KUTIPAN SUMBER:
╭──

AKSI HEROIK JONI GAMA MARCHAL LAU vs PENDIDIKAN KARAKTER
Johanis Gama Marchal Lau alias (Joni) "Sang pahlawan HUT ke 73 Kemerdekaan Republik Indonesia Tahun 2018. Ia berani bertindak menyelamatkan ketika terjadi hal-hal genting dan penting. Momentum heroik dan teladan patriotisme bersejarah yang mengubah cara anak negeri ini untuk berani dan cepat berkreasi melakukan tindakan".

╰──

(Data Tersimpan)
╭──

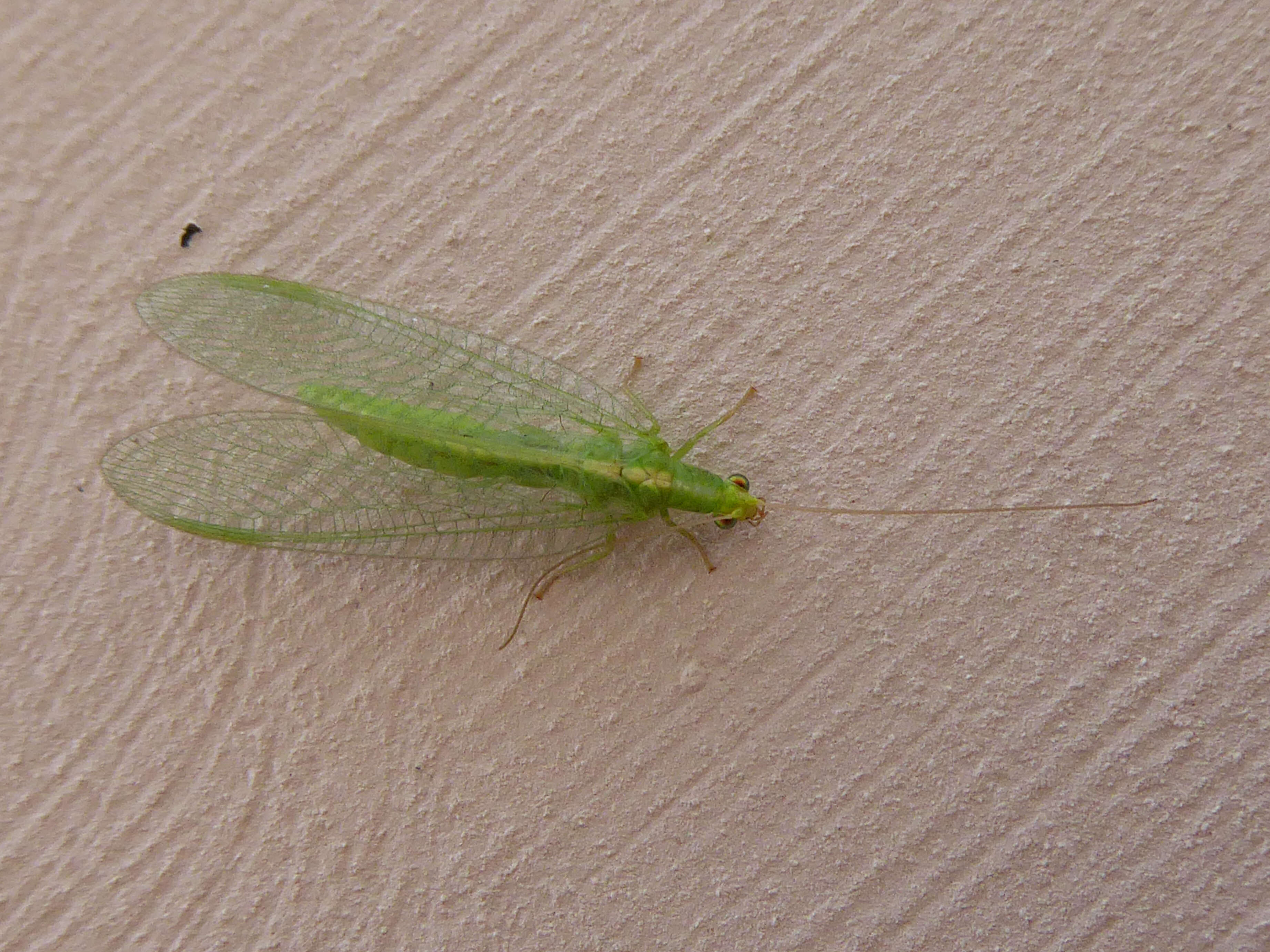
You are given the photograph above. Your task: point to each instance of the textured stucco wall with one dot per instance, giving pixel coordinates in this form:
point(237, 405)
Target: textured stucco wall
point(968, 254)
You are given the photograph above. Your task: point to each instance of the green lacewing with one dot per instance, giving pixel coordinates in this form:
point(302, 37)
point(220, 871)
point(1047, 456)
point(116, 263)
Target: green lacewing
point(411, 437)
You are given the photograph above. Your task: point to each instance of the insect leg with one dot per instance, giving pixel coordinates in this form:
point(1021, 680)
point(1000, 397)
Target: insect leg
point(575, 560)
point(696, 438)
point(690, 537)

╰──

SOAL 1: Siapa nama lengkap Joni menurut teks tentang aksi heroik Joni?
SOAL 2: Tolong lanjutkan teks tentang aksi heroik Joni mulai setelah kalimat terakhirnya.

JAWABAN TUGAS 1: Johanis Gama Marchal Lau.

JAWABAN TUGAS 2:
Hal yang berbeda dengan perilaku sosial kalangan muda dewasa ini. Melky Kiong praktisi pendidikan keluarga dalam dalam diskusi "Membangun Budaya dan Nilai Keindonesiaan demi Masa Depan Bangsa" dan Penanaman Nilai Keindonesiaan", yang digelar Yayasan Suluh Nusantara Bhakti (YSNB). Bahwa tumbuh kembangnya karakter berdasarkan dinamika dan
perubahan sosial yang berlangsung di Indonesia. Ternyata terkesan cenderung mengarah pada perubahan sosial yang tidak baik. Hal ini karena pada saat ini terjadi ketegangan antar generasi, yang menyebabkan terjadinya kerancuan nilai –anime; yaitu tidak jelasnya lagi ukuran etis tentang yang baik dan yang buruk. Sebagai akibatnya, semakin meningkat kenakalan remaja, meluasnya perilaku menyimpang (deviant behavior) dan kriminalitas dalam berbagai bentuk di Indonesia.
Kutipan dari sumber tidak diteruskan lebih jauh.